- **Written problem**:
Revise the material starting at the line containing "brown water -> box" and ending at the line containing "(583, 411), (688, 563)", replacing "pelican's" with "bird's" and leaving everything else unchanged.

:: Input records

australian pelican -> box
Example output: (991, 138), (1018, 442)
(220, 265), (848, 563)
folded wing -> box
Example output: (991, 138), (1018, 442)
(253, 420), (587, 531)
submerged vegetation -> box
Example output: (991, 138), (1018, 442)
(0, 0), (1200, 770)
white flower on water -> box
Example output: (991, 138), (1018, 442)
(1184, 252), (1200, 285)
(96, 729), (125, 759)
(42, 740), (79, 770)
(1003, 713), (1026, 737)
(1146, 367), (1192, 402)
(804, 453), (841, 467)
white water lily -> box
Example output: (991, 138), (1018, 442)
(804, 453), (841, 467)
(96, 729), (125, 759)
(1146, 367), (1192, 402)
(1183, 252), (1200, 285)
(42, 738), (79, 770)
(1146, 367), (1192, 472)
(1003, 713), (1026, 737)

::::
:: Input records

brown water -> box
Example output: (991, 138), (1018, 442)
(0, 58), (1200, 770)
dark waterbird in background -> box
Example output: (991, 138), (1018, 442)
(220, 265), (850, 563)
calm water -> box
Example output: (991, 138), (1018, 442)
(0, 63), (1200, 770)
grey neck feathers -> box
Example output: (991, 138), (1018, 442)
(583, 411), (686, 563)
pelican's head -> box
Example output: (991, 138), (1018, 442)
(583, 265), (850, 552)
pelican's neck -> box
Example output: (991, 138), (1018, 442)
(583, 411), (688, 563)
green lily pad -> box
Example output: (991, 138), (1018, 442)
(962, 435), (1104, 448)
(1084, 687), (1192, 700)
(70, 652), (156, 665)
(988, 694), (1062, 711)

::::

- **Exercise output**:
brown water -> box
Example output: (991, 138), (1018, 442)
(0, 58), (1200, 770)
dark waterbird in background -> box
Example output: (991, 138), (1018, 442)
(220, 265), (850, 563)
calm water -> box
Example output: (991, 138), (1018, 442)
(0, 63), (1200, 770)
grey neck feathers -> box
Example output: (991, 138), (1018, 442)
(583, 411), (686, 563)
bird's head -> box
Example output: (991, 138), (1018, 442)
(583, 265), (850, 552)
bird's neck -> box
Example output: (991, 138), (1018, 442)
(583, 411), (688, 563)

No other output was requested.